>> BEGIN Input material

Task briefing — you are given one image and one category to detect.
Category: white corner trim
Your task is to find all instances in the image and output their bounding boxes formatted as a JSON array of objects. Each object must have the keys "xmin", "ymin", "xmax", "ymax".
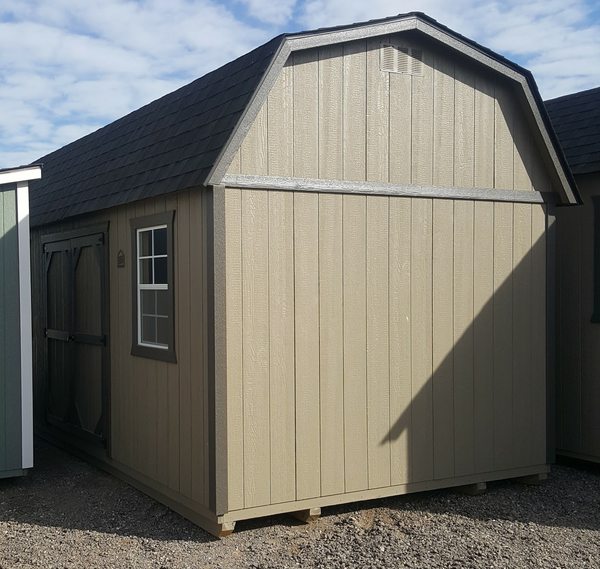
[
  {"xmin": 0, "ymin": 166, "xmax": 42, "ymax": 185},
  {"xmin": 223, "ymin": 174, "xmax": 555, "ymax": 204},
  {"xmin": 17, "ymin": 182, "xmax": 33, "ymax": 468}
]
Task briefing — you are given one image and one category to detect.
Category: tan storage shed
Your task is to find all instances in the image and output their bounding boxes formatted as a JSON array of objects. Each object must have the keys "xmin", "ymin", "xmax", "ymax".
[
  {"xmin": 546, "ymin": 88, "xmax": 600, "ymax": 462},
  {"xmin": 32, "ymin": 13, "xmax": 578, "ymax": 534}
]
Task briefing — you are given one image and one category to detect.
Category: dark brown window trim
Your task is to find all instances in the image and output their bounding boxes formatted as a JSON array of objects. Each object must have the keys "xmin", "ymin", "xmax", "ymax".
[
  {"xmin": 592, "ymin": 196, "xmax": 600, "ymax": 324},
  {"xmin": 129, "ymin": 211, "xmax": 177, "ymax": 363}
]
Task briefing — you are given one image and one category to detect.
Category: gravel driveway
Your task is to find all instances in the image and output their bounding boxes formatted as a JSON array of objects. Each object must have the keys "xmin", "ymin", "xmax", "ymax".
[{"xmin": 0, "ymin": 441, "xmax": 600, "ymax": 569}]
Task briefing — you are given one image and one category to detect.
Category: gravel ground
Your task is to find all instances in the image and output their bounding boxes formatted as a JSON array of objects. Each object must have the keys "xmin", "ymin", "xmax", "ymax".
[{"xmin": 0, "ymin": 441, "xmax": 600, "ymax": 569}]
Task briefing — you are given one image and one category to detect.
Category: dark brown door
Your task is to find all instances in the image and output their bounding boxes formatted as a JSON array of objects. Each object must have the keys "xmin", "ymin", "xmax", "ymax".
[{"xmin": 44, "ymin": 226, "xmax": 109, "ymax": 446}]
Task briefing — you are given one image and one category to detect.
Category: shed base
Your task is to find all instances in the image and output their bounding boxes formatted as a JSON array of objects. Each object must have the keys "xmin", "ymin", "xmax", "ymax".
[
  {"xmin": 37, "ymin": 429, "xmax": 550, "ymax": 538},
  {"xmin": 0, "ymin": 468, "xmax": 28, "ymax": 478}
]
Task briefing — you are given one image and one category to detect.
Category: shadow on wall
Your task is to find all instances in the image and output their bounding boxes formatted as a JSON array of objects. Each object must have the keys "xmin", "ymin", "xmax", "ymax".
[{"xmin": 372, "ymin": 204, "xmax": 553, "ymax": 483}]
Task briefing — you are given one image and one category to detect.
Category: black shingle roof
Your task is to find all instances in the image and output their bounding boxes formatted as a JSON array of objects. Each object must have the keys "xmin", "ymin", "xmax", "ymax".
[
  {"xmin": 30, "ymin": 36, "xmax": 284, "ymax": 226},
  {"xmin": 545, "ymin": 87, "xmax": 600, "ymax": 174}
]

>> END Input material

**Stated exercise**
Collect every line in the rows above that contains the string "trim" and copy each one verbatim.

**Exercise output**
Category: white corner trim
Category: dark brown window trim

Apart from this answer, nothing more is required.